• [What to produce]:
Please answer from the mailing-list post below: what have the floppy drives in almost all of the writer's daily driver home computers been replaced by?

• [Exercise text]:
· · ·

On 1/23/2023 10:17 AM, Chris Zach via cctalk wrote:
It's the classic "ship of Thesus" argument. And a 2,000 year old debate is not going to be solved on this list.

Though the comments started with an absolute (replacing all drives with Goteks), I assume many of us take a more pragmatic approach.  As such, I do take a bit of issue with the "where do you stop" concern raised by another poster.

I have all 3 here.

* I have emulators for many of the machines I own, because often, answering a question can be best/fastest done that way

* I have "need to get things done on this" machines, where problematic components are replaced by contemporary equivalents. I know I'm a "young un" on this list of Mini computer owners, but al most all of my daily driver home computers have their floppy drives replaced by SD card or USB equivalents.  Because, when I want to enjoy firing up an app or game, I want to enjoy the game/app, not spend an hour/day/week diagnosing and fixing the system.  I also use these to demonstrate the units for interested visitors, and these are the machines I take to show to demo and such

* I have all stock machines, because, sometimes, only the original will do.  Validating specific behavior for emulator writers, checking failure modes on certain apps, understanding actual latency/delays associated with original equipment, etc. These units are used for even the mundane efforts of determining PCB sizes or heights for folks who wish to build add-ons and such.

I can't imagine I am the only one of the list with this setup (though I do understand having a daily driver PDP 11 and an all stock PDP 11 might be un-realistic, and so that owner has to make the decision on how to keep the machine configured.)

But, for all the smaller units, I must be in a larger community who does this.

So, while I don't have the same goal as the OP in replacing all drives with Goteks, I honestly do have that configured already for all my daily/weekly use machines. I lost no existential sleep over doing that.

In the spirit of the original thought, though, where I find myself scratching my head are the folks who have replaced every IC on their vintage system with an aftermarket FPGA "equivalent" (loosely used here).  The resulting board, with all of the expensive FPGA devices, costs much more than obtaining a second stock unit, and when every IC has been replaced with FPGA, I am not sure I see the value over just obtaining an FPGA-based design where all of the IC functionality has been aggregated into 1 larger HDL-based device. The "keyhole" nature of replacing each individual IC seems expensive, prone to issues, and still relies on constraints of the original motherboard and/or mobo design. But, I smile and nod when I see them at shows, since it must make sense to the owner, and that's how they enjoy the hobby.

· · ·

• [Entries provided]:
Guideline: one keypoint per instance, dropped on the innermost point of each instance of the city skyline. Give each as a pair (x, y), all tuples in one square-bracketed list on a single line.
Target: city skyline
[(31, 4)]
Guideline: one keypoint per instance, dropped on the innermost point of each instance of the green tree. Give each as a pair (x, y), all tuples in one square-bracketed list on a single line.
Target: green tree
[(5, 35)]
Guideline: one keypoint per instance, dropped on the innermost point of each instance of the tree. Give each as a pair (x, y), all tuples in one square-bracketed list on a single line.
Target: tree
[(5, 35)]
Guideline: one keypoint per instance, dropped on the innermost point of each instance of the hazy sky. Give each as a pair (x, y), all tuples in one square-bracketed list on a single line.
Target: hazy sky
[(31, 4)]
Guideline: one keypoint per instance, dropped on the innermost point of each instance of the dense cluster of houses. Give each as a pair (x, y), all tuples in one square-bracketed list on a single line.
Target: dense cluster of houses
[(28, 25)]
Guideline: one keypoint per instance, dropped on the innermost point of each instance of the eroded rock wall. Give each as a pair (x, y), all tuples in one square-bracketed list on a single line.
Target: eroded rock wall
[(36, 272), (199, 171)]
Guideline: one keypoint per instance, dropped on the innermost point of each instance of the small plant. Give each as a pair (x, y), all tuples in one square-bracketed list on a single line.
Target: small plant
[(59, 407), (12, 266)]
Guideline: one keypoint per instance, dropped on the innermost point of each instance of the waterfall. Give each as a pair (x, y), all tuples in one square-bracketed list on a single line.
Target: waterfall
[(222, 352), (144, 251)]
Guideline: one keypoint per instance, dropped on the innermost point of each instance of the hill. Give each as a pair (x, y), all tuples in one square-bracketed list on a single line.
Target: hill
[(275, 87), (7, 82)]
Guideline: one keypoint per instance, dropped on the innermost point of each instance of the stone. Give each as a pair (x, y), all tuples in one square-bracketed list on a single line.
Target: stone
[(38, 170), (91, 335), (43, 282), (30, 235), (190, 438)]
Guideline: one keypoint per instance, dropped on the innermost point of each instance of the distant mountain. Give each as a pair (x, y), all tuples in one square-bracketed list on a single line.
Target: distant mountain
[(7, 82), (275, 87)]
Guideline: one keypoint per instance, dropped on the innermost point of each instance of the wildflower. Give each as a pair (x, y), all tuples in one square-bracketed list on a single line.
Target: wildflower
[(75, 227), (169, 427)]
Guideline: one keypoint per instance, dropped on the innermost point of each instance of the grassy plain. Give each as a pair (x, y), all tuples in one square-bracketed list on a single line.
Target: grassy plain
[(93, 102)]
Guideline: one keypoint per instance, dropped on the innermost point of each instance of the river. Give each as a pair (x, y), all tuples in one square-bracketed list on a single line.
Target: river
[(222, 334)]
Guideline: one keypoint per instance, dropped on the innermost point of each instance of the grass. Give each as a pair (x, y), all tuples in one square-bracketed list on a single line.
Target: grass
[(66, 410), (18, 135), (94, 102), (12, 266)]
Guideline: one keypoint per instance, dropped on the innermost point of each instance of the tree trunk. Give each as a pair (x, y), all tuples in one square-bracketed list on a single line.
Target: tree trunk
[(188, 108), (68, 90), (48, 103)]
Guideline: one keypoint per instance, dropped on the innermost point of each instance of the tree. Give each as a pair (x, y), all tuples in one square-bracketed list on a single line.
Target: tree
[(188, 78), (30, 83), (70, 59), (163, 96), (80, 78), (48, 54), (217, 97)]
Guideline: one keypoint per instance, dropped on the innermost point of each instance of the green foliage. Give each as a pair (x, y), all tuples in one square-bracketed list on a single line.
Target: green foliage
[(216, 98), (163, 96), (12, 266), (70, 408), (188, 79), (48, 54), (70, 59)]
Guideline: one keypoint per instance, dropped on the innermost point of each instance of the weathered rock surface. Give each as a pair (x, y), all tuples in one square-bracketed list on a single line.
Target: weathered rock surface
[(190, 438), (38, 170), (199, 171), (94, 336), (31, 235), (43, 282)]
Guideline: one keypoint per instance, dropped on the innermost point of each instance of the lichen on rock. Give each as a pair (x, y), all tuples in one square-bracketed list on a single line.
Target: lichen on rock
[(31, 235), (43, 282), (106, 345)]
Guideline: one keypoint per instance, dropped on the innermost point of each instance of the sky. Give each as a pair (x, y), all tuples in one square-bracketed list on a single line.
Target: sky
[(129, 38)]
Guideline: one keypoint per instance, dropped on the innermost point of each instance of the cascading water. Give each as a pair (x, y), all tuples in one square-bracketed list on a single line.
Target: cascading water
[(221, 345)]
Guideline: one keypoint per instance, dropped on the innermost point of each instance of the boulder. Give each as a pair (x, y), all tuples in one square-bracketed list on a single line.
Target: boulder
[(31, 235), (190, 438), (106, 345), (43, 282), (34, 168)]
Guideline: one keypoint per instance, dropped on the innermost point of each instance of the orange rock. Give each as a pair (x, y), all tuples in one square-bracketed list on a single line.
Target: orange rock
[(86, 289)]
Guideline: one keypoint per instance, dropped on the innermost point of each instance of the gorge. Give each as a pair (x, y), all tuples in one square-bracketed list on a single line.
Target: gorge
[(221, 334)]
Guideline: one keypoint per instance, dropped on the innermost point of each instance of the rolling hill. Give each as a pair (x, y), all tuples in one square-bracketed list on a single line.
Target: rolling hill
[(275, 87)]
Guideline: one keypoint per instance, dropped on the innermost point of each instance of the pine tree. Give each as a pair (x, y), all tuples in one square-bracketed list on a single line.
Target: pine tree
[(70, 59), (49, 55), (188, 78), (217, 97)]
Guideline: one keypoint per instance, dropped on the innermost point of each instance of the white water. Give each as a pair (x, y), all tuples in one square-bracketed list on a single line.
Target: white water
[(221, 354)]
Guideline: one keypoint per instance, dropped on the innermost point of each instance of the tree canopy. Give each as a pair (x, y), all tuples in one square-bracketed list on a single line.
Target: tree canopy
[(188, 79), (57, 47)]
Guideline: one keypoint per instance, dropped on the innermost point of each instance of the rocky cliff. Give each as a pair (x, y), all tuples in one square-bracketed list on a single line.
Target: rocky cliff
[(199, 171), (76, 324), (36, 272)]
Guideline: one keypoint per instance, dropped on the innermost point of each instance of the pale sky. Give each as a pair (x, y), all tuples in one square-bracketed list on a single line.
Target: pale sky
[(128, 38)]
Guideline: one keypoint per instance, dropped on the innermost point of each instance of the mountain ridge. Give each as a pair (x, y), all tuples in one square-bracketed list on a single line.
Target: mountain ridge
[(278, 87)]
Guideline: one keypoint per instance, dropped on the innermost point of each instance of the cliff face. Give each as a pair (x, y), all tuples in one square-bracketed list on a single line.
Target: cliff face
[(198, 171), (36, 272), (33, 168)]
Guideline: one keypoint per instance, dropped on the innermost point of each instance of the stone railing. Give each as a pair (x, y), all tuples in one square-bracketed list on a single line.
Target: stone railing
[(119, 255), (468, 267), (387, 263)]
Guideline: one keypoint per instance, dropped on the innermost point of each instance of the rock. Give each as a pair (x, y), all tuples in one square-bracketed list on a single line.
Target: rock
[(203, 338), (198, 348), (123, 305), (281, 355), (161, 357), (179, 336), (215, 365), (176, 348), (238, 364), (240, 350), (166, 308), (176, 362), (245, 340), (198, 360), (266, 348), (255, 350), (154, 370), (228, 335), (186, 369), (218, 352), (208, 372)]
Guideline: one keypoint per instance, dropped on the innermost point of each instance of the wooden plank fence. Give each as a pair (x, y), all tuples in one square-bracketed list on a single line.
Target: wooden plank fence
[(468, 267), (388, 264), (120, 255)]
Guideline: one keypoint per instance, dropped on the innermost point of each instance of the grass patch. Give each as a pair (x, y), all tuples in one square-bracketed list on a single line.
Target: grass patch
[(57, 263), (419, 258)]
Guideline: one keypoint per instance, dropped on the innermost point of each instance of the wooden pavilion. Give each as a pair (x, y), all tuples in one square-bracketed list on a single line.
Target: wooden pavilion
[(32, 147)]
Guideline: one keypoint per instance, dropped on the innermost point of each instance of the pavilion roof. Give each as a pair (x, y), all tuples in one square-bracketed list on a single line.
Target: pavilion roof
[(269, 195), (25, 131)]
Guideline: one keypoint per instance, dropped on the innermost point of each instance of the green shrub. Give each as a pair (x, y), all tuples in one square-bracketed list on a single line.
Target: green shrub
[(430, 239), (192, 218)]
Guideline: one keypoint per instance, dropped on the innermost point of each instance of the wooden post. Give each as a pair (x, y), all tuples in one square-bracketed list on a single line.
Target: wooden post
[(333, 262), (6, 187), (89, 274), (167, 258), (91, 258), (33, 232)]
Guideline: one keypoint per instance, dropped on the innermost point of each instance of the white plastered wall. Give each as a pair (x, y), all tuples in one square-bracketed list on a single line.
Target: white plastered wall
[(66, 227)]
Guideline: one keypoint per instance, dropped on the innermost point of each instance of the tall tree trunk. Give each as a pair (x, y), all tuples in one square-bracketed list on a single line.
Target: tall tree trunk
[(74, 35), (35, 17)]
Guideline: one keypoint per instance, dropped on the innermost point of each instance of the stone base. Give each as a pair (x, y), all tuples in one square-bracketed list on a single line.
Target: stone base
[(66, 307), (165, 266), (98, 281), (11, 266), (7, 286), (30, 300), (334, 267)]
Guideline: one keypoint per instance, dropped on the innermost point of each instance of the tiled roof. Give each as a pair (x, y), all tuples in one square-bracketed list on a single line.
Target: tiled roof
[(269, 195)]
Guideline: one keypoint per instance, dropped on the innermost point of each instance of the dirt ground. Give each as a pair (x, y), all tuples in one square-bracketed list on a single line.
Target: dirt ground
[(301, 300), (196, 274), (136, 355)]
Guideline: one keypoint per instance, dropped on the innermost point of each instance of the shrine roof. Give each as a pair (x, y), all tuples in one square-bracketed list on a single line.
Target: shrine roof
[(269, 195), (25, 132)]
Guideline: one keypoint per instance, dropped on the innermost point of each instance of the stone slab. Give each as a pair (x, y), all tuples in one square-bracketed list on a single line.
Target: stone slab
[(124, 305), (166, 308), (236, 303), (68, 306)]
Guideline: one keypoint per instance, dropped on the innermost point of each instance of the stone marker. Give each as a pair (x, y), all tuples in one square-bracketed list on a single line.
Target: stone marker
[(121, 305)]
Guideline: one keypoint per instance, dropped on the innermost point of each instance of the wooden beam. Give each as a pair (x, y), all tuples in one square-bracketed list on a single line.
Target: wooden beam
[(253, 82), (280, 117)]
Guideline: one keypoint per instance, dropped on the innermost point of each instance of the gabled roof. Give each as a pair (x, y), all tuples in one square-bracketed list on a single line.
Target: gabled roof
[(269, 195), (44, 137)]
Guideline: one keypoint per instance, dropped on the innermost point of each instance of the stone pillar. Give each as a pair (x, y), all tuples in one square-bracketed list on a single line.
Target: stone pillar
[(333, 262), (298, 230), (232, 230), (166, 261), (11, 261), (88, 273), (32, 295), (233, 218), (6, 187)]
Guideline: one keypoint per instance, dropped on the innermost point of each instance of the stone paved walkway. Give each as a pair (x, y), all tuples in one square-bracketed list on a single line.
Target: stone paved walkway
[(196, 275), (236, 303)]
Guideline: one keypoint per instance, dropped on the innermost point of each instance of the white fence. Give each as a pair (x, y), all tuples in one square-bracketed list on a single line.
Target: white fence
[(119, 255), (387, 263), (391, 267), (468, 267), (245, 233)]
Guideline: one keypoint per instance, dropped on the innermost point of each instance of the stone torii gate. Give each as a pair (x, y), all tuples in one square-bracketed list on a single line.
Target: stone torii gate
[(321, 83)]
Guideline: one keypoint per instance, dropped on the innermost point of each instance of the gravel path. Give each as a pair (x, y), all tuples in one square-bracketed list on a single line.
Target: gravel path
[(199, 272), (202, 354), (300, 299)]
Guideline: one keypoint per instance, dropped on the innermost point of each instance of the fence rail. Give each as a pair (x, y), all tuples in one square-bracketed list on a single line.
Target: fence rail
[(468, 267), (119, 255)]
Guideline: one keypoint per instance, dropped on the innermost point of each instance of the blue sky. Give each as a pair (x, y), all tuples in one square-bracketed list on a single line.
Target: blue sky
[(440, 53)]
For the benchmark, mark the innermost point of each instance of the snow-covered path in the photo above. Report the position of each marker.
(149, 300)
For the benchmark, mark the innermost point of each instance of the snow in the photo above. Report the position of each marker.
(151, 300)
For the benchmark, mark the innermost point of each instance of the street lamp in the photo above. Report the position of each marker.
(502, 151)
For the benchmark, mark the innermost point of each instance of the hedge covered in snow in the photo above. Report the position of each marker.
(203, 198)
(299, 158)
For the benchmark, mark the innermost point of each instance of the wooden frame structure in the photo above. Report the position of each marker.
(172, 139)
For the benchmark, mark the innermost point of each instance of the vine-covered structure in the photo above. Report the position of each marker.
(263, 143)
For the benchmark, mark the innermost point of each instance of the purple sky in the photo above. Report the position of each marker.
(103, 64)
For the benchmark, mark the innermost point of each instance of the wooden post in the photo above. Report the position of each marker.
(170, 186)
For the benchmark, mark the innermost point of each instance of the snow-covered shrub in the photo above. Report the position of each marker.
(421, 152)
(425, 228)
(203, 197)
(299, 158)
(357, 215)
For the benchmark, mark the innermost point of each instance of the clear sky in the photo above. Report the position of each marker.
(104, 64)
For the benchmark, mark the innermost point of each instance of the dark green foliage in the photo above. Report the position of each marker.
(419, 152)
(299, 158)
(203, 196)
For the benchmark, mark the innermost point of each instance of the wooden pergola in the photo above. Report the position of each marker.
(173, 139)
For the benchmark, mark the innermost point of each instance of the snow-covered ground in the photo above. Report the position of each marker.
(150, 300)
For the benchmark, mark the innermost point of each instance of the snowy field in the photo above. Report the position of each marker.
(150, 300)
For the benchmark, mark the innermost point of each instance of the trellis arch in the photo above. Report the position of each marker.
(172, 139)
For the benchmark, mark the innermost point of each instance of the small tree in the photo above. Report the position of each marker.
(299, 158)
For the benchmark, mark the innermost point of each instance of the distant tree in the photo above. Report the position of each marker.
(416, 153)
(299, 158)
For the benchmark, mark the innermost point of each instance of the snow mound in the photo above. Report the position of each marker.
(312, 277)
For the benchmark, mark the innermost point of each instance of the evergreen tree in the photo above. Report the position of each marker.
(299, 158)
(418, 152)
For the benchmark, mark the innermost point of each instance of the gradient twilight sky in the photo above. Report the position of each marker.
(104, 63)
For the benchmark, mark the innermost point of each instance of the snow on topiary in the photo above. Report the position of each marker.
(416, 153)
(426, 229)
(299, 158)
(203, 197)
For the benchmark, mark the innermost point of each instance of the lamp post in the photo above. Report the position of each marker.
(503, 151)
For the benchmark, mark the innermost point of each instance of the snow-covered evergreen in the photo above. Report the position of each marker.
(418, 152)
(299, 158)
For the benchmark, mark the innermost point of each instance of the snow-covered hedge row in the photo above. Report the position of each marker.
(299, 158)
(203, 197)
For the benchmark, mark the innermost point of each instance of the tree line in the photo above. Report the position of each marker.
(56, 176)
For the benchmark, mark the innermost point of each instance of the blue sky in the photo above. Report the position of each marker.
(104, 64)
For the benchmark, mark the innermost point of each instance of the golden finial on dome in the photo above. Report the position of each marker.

· · ·

• [Task answer]:
SD card or USB equivalents.